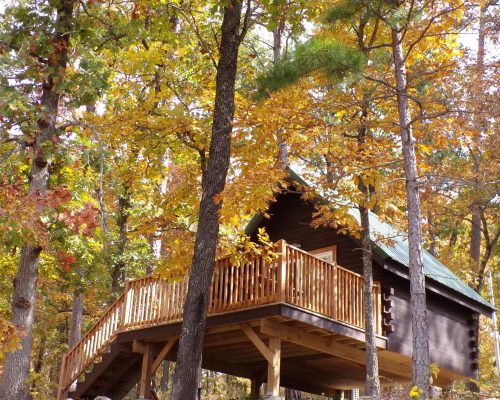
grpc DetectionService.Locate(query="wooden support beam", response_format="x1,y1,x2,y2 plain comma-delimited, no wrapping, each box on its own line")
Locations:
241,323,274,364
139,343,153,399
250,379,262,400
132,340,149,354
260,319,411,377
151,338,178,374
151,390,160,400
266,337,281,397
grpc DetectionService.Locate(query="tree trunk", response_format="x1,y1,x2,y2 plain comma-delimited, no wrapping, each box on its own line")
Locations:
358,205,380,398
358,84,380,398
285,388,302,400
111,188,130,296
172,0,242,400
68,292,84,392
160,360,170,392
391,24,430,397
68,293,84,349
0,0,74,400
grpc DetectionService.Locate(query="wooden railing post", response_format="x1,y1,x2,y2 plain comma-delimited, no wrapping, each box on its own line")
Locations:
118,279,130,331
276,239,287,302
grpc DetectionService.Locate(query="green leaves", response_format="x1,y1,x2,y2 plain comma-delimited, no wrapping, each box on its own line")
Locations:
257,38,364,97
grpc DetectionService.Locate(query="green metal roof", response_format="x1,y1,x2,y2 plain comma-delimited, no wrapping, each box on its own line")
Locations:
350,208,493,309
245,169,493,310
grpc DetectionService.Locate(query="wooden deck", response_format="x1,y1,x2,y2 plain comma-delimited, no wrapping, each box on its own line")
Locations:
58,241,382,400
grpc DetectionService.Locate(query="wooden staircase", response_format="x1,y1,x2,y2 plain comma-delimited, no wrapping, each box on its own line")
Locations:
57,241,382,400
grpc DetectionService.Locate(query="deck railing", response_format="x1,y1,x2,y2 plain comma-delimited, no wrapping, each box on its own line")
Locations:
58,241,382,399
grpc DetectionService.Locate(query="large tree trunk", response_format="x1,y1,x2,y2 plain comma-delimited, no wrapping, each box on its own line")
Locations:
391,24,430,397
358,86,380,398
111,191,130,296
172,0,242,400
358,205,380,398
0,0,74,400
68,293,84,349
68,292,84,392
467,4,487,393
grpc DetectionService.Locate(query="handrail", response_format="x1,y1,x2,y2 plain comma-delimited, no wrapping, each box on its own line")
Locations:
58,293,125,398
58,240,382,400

* * *

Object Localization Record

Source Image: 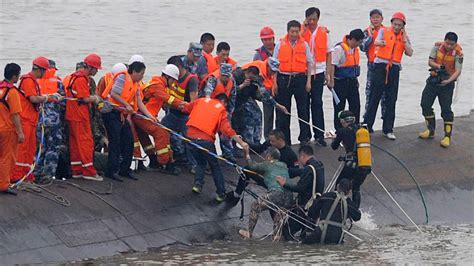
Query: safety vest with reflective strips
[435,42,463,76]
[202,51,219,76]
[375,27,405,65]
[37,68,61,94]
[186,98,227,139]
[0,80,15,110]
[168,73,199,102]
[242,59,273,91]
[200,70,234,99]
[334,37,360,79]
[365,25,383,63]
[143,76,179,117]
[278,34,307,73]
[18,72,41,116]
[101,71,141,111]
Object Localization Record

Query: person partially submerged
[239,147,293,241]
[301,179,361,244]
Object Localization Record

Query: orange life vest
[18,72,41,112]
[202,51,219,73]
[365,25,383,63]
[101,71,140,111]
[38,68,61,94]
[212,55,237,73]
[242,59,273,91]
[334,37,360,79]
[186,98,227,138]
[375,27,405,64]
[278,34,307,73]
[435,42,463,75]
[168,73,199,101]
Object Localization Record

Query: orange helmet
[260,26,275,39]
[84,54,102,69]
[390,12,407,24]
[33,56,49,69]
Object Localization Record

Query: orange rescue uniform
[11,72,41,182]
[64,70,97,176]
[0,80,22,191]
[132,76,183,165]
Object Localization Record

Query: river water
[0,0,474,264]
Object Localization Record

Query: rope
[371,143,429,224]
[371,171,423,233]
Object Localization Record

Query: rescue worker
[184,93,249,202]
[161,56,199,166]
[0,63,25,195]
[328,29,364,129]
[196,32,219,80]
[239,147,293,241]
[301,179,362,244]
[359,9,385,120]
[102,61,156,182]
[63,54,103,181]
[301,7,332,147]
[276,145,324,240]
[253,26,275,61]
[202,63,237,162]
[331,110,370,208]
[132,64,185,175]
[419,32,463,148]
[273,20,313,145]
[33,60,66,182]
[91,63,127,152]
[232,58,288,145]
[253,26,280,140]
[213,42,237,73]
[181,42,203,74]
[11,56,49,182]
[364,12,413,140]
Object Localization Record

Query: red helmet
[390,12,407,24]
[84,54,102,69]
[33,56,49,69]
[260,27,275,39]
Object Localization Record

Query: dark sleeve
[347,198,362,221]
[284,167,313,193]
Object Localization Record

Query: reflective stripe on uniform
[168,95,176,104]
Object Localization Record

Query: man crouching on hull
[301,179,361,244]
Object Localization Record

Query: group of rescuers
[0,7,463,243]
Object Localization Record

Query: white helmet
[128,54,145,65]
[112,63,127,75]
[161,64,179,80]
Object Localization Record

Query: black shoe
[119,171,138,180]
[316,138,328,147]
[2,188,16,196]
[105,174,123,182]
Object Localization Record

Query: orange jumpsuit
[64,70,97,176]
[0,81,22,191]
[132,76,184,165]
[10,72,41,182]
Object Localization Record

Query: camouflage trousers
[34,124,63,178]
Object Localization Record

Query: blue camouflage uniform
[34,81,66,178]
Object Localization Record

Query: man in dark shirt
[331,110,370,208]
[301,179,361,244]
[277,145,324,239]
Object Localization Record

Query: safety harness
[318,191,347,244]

# [Directive]
From the data above, pull out every line containing the string "DetectionService" and copy each one in full. Matches must be case-sensitive.

# [Complete output]
grpc DetectionService.Locate(query="wooden support beam", response_format="x1,y1,x2,y2 plain comma-delimited, no wrapping, each box on its own line")
grpc DetectionService.Locate(query="tree trunk", response_format="x1,y1,x2,y2 plain comma-delimited, no wrapping, each box on its own line")
grpc DetectionService.Locate(query="wooden railing post", response_format="x1,y1,x2,y2 plain comma-delimited, no wrapping, each box on its own line")
grpc DetectionService.Locate(query="green leaves", response_format="x1,y1,x2,y2 plain comma-delimited, no wrapping, each box on its own line")
grpc DetectionService.Locate(query="green metal roof", response_format="x1,y1,x2,y2 plain comma-delimited, no wrapping, each box on its own line")
grpc DetectionService.Locate(query="wooden deck", response_format="x1,y1,x2,y2 plain comma-delimited, no wrapping, each box on its own line")
grpc DetectionService.Locate(query="wooden staircase", response_format="x1,y1,x2,y2 plain comma-delimited, no wrapping, each box on its own line")
grpc DetectionService.Locate(query="deck railing", response_format="x1,y1,x2,y2 plain comma-delimited, no wrapping, each box on its own line")
grpc DetectionService.Locate(query="large tree trunk", response_format="x1,y1,x2,y2 plain comma-delimited, no wrapping, each box on its own line")
grpc DetectionService.Locate(query="handrail", response_format="x1,y1,x2,y2 plain comma-delimited, no wrapping, each box on its own line")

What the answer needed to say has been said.